An exact reproduction of all the data is needed, with no images in it.
*** Opening Extracted information ***
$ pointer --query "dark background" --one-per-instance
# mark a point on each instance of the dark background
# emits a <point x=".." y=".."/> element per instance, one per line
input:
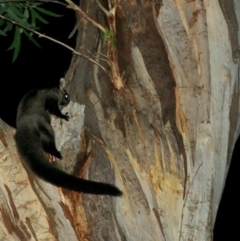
<point x="37" y="68"/>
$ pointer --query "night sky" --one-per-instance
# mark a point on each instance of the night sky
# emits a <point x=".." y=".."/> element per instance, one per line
<point x="37" y="68"/>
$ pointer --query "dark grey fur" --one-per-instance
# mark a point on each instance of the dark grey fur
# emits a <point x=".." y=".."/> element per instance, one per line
<point x="35" y="136"/>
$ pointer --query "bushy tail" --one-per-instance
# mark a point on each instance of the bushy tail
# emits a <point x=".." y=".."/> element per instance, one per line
<point x="51" y="174"/>
<point x="35" y="160"/>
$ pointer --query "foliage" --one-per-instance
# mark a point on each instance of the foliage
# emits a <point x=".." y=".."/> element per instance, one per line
<point x="19" y="17"/>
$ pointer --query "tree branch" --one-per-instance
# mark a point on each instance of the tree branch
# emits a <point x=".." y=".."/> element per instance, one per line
<point x="40" y="35"/>
<point x="77" y="9"/>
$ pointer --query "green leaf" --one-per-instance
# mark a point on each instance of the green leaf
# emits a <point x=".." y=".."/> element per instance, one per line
*** Closing Extracted information ***
__Response__
$ pointer --query "dark background" --one-per-instance
# mark a point on each instance of the dark background
# emits a <point x=".." y=".."/> element per instance, one per line
input:
<point x="37" y="68"/>
$ pointer --query "night sky" --one-per-instance
# mark a point on each instance of the night sky
# emits a <point x=".." y=".."/> element per instance, one per line
<point x="37" y="68"/>
$ pointer --query "dark grey fur" --one-per-instance
# mark a point on each instance of the dark grey fur
# emits a <point x=".." y=".."/> element per instance, one per line
<point x="35" y="136"/>
$ pointer --query "bushy tail" --one-per-instance
# mark a point on each instance of the bushy tail
# emits a <point x=".." y=".."/> element per instance, one per line
<point x="51" y="174"/>
<point x="35" y="160"/>
$ pointer --query "foliage" --one-per-instance
# mark a point on each instance of the foliage
# emits a <point x=".." y=".."/> element per instance, one per line
<point x="19" y="17"/>
$ pointer --query "tree branch" --one-per-instance
# mark a point on each instance of the tree branch
# emits a <point x=".." y=".."/> element per instance, one per line
<point x="40" y="35"/>
<point x="77" y="9"/>
$ pointer --query "green leaf" --one-per-instance
# mark a point on each instance of the green leaf
# emits a <point x=".." y=".."/> element per instance, one per line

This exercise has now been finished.